**SHORT PROBLEM**:
Answer these questions from the pandas flight data question below:
1. Which dtype is listed for the ELAPSED_TIME column?
2. What type of error is raised when the two time columns are subtracted?
3. In which unit does the poster want the time difference?

**DOCUMENT SECTION**:
I have the following pandas dataset containing information about flights
YEAR int64
MONTH int64
DAY int64
DAY_OF_WEEK int64
AIRLINE object
FLIGHT_NUMBER int64
TAIL_NUMBER object
DEPARTURE_TIME object
ARRIVAL_TIME object
ELAPSED_TIME float64
CANCELLED int64
dtype: object
and I want to calculate the time difference in minutes between DEPARTURE_TIME and ARRIVAL_TIME columns. The two columns have 'datetime.time' dtypes and when I try to subtract them using
(f.DEPARTURE_TIME-f.ARRIVAL_TIME)
I get the following error
TypeError: unsupported operand type(s) for -: 'datetime.time' and 'datetime.time'
How can I get the time difference in minutes between the two columns? I want to use this difference to subtract from EPASED_TIME column in a later step so I want to be a float.

**DATASET RECORDS**:
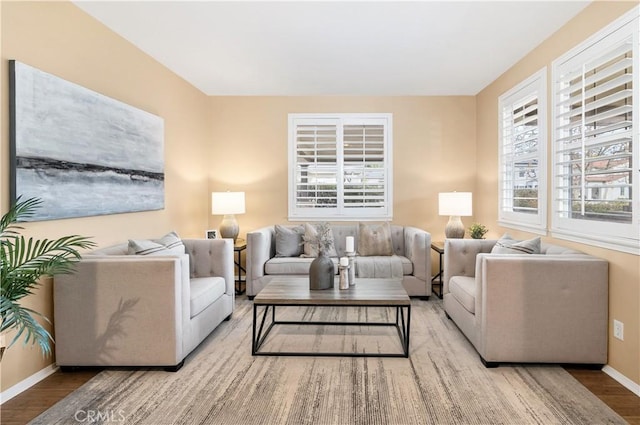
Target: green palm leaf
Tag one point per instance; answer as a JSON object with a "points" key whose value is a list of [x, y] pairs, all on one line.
{"points": [[23, 262]]}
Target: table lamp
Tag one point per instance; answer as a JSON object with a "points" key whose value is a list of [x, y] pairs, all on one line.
{"points": [[454, 204], [228, 204]]}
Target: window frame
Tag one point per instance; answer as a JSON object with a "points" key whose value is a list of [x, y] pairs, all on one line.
{"points": [[340, 213], [623, 237], [535, 85]]}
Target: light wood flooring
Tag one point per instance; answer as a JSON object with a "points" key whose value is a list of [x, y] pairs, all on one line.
{"points": [[29, 404]]}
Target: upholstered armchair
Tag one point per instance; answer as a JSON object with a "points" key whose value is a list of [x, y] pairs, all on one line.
{"points": [[549, 307], [119, 309]]}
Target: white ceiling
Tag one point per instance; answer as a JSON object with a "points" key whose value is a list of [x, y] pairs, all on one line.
{"points": [[335, 47]]}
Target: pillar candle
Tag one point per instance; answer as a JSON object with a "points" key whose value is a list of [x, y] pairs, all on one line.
{"points": [[350, 247]]}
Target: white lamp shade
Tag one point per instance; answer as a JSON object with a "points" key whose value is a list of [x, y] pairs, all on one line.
{"points": [[227, 203], [455, 203]]}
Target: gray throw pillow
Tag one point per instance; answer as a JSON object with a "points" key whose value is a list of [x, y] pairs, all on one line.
{"points": [[144, 247], [311, 250], [507, 245], [374, 239], [288, 241]]}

**RESPONSE**:
1. float64
2. TypeError
3. Minutes